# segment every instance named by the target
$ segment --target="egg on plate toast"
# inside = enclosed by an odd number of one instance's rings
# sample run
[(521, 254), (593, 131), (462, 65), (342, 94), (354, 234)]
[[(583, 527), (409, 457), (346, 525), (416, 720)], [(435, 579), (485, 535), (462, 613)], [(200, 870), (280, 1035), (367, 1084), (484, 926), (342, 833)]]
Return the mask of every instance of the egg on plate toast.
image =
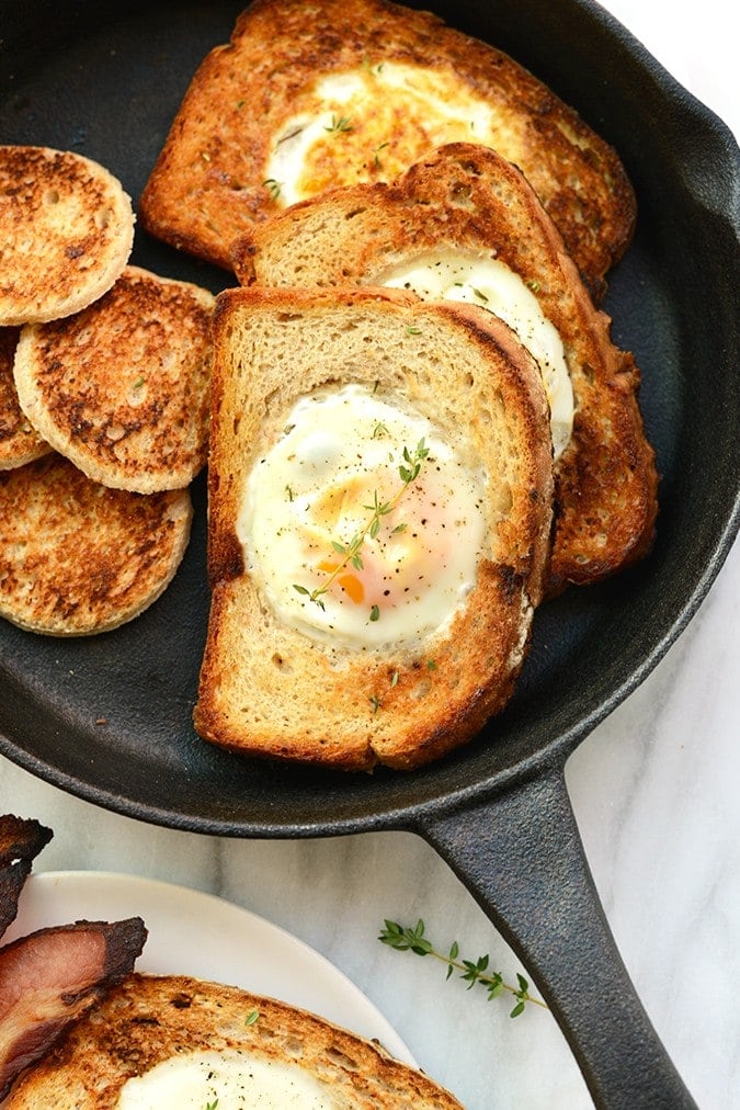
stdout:
[(194, 719), (243, 755), (416, 767), (509, 698), (541, 598), (537, 365), (475, 305), (220, 294)]
[(459, 1110), (382, 1046), (275, 999), (133, 973), (17, 1080), (7, 1110)]
[(495, 151), (453, 143), (394, 183), (328, 190), (237, 238), (232, 259), (243, 284), (387, 285), (501, 316), (537, 359), (551, 413), (547, 592), (597, 582), (649, 549), (658, 483), (639, 371), (531, 185)]
[(615, 151), (495, 47), (387, 0), (246, 8), (195, 72), (139, 219), (230, 268), (231, 241), (282, 208), (460, 140), (521, 168), (598, 294), (635, 224)]

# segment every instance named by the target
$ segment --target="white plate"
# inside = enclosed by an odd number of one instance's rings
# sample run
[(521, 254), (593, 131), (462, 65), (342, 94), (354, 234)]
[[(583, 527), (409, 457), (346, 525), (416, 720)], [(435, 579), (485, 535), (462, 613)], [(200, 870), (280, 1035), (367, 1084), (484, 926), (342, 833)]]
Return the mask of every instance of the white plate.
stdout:
[(297, 937), (213, 895), (131, 875), (44, 871), (21, 894), (2, 944), (77, 920), (141, 917), (149, 930), (138, 971), (191, 975), (303, 1007), (415, 1061), (355, 985)]

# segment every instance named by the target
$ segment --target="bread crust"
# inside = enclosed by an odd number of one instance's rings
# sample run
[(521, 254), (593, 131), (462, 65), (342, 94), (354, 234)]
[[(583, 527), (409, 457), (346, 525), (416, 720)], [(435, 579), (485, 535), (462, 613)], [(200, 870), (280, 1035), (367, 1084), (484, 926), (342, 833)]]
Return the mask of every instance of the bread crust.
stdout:
[[(266, 167), (316, 80), (389, 62), (448, 74), (493, 107), (496, 148), (527, 173), (589, 286), (602, 292), (635, 224), (632, 189), (615, 151), (511, 58), (386, 0), (257, 0), (246, 9), (229, 44), (193, 77), (141, 198), (143, 225), (229, 268), (231, 240), (282, 204)], [(393, 143), (383, 145), (382, 157), (363, 150), (345, 163), (355, 180), (386, 178)], [(410, 149), (391, 176), (427, 152), (423, 143)]]
[(443, 147), (391, 184), (356, 185), (295, 204), (235, 240), (244, 284), (344, 287), (382, 281), (425, 251), (496, 258), (535, 291), (564, 341), (576, 414), (556, 462), (556, 525), (548, 593), (586, 585), (650, 548), (657, 515), (655, 453), (638, 405), (632, 355), (610, 339), (557, 228), (521, 171), (468, 143)]
[(18, 327), (0, 327), (0, 471), (24, 466), (52, 450), (29, 423), (18, 403), (13, 380), (18, 336)]
[[(250, 1019), (247, 1021), (247, 1019)], [(422, 1072), (306, 1010), (186, 976), (134, 973), (20, 1077), (8, 1110), (113, 1110), (123, 1083), (175, 1054), (236, 1050), (300, 1067), (337, 1110), (460, 1110)]]
[[(244, 755), (342, 769), (438, 758), (510, 697), (541, 596), (553, 464), (536, 364), (489, 313), (388, 290), (230, 290), (214, 335), (200, 735)], [(475, 586), (452, 625), (416, 647), (354, 652), (287, 627), (235, 533), (261, 436), (268, 442), (298, 396), (345, 381), (406, 398), (440, 434), (473, 445), (488, 475)]]
[(72, 151), (0, 147), (0, 325), (58, 320), (107, 292), (129, 260), (121, 182)]
[(23, 413), (94, 482), (155, 493), (205, 465), (213, 295), (126, 266), (82, 312), (21, 330)]
[(0, 473), (0, 617), (49, 636), (133, 619), (172, 581), (191, 519), (187, 490), (109, 490), (58, 454)]

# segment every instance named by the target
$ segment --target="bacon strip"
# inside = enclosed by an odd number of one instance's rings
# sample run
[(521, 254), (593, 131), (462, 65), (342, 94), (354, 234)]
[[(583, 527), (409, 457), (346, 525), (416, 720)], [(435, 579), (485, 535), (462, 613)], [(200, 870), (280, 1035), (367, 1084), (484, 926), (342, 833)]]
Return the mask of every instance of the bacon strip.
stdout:
[(67, 1026), (133, 970), (139, 917), (40, 929), (0, 948), (0, 1102)]
[(53, 836), (36, 820), (6, 814), (0, 817), (0, 937), (16, 920), (18, 899), (31, 865)]

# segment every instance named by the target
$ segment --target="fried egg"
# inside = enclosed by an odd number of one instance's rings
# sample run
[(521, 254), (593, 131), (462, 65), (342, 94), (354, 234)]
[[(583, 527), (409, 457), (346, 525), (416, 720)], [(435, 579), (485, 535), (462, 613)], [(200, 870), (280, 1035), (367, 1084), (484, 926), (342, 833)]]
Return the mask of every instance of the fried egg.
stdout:
[(326, 1088), (298, 1064), (263, 1060), (239, 1049), (189, 1052), (128, 1079), (119, 1110), (327, 1110)]
[(281, 128), (265, 181), (287, 206), (333, 185), (389, 181), (443, 143), (495, 138), (490, 107), (452, 69), (366, 64), (317, 79)]
[(355, 650), (412, 645), (475, 584), (484, 495), (425, 416), (351, 384), (295, 404), (251, 470), (237, 535), (290, 627)]
[(570, 442), (574, 393), (562, 340), (539, 301), (498, 259), (464, 252), (429, 252), (376, 278), (378, 284), (413, 290), (425, 301), (466, 301), (495, 313), (537, 360), (550, 406), (553, 453), (557, 461)]

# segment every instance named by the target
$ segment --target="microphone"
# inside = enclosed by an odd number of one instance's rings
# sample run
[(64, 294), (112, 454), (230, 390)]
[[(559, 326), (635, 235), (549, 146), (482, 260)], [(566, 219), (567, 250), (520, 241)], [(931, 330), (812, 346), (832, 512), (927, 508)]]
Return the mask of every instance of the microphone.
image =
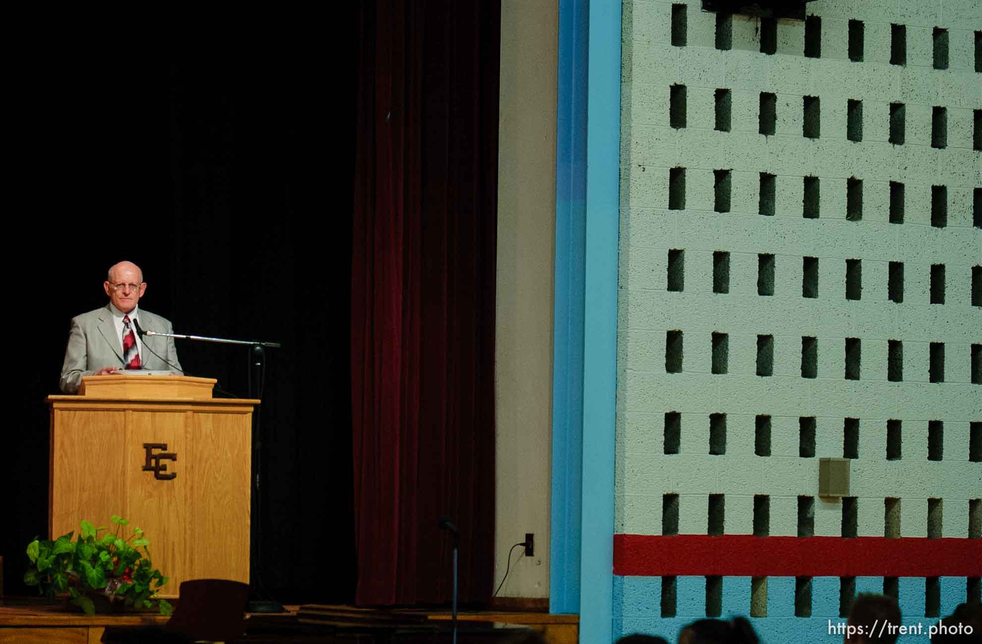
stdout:
[(448, 514), (444, 514), (440, 517), (440, 521), (437, 523), (437, 527), (441, 530), (450, 530), (454, 533), (455, 537), (461, 536), (461, 531), (457, 529), (457, 525), (450, 518)]

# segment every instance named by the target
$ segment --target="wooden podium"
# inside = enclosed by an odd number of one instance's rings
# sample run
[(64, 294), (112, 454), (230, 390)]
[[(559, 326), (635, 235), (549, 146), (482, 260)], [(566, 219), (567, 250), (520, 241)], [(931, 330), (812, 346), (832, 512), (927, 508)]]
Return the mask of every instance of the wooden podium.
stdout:
[[(79, 396), (49, 396), (49, 537), (82, 519), (130, 519), (177, 596), (182, 581), (249, 582), (252, 407), (213, 399), (215, 380), (88, 376)], [(100, 533), (101, 534), (101, 533)], [(128, 532), (129, 534), (129, 532)]]

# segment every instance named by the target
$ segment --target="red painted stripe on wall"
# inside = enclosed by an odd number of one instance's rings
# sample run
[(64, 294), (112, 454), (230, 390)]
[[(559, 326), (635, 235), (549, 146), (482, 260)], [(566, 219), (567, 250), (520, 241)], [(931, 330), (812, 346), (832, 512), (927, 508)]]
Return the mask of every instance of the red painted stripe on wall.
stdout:
[(977, 577), (982, 539), (616, 534), (614, 574)]

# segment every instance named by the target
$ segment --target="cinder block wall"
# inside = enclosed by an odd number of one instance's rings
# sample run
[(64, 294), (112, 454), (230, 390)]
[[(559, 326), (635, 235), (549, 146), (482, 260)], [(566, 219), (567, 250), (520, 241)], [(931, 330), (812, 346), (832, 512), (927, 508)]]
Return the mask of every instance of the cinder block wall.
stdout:
[(982, 570), (982, 4), (623, 11), (615, 638), (926, 629)]

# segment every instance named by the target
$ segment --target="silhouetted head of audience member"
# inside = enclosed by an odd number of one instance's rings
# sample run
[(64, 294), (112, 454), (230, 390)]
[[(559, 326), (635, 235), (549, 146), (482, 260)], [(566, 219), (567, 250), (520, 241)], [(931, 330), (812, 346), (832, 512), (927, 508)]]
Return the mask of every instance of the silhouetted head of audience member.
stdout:
[[(885, 623), (895, 626), (893, 631), (889, 627), (884, 627)], [(862, 593), (852, 600), (846, 625), (855, 629), (851, 633), (846, 633), (843, 641), (846, 644), (866, 642), (894, 644), (898, 636), (896, 627), (900, 625), (900, 609), (897, 606), (897, 601), (891, 597)]]
[(682, 629), (679, 644), (758, 644), (757, 633), (745, 617), (697, 619)]
[(625, 635), (614, 644), (669, 644), (669, 641), (656, 635), (634, 633), (633, 635)]
[(982, 641), (982, 603), (958, 604), (955, 613), (937, 624), (931, 635), (931, 644), (960, 644)]

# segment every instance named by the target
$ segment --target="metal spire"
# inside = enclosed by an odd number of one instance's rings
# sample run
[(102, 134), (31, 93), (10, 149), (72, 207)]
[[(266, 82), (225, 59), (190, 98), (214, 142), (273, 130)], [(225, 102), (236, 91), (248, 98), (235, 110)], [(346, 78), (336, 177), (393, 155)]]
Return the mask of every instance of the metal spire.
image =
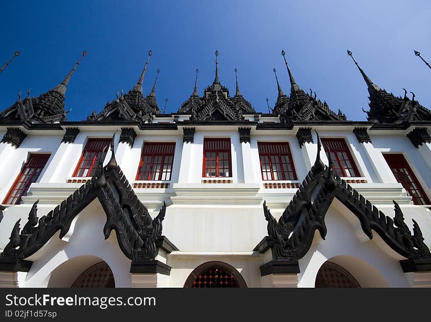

### Goal of the exercise
Recast the entries as a Markdown table with the columns "Row" and "Line", running from the first line up to and including the line with "371), (531, 185)]", skipping blank lines. Leave the pictures out of the table.

### Full solution
| Row | Line |
|---|---|
| 1 | # segment every instance named by the target |
| 2 | $ segment --target="egg on plate toast" |
| 3 | # inside = enclosed by an odd number of one instance's rings |
| 4 | # sample run |
| 5 | [(521, 254), (593, 131), (462, 65), (342, 94), (354, 234)] |
| 6 | [[(583, 527), (409, 457), (346, 525), (416, 720)], [(435, 579), (485, 535), (462, 613)], [(200, 870), (280, 1035), (367, 1084), (484, 926), (342, 833)]] |
| 7 | Return the mask of every instance of the egg on plate toast. |
| 8 | image = |
| 9 | stdout: |
| 10 | [(194, 719), (243, 755), (416, 767), (509, 698), (541, 598), (537, 365), (475, 305), (220, 294)] |
| 11 | [(459, 1110), (382, 1046), (275, 999), (133, 973), (17, 1080), (7, 1110)] |
| 12 | [(495, 151), (453, 143), (394, 183), (328, 190), (237, 238), (232, 259), (243, 284), (387, 285), (501, 316), (537, 359), (551, 413), (547, 592), (597, 582), (649, 549), (658, 483), (639, 371), (531, 185)] |